## BEGIN

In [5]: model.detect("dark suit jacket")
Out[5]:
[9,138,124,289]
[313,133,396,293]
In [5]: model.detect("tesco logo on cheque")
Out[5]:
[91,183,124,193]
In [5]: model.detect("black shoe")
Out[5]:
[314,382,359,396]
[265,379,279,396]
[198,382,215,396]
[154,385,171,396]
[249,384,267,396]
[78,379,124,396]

## END

**What is needed:** Format every line of the data above as a numbered list, omitting any blank lines.

**Written response:**
1. In [5]: model.detect("dark suit jacket")
2. Out[5]:
3. [9,138,124,289]
4. [313,133,396,293]
5. In [5]: model.detect("tesco logo on cheque")
6. Out[5]:
7. [91,183,124,193]
8. In [5]: model.detect("black shoe")
9. Out[5]:
10. [314,382,359,396]
11. [265,379,279,396]
12. [198,382,215,396]
13. [154,385,171,396]
14. [249,384,267,396]
15. [78,379,124,396]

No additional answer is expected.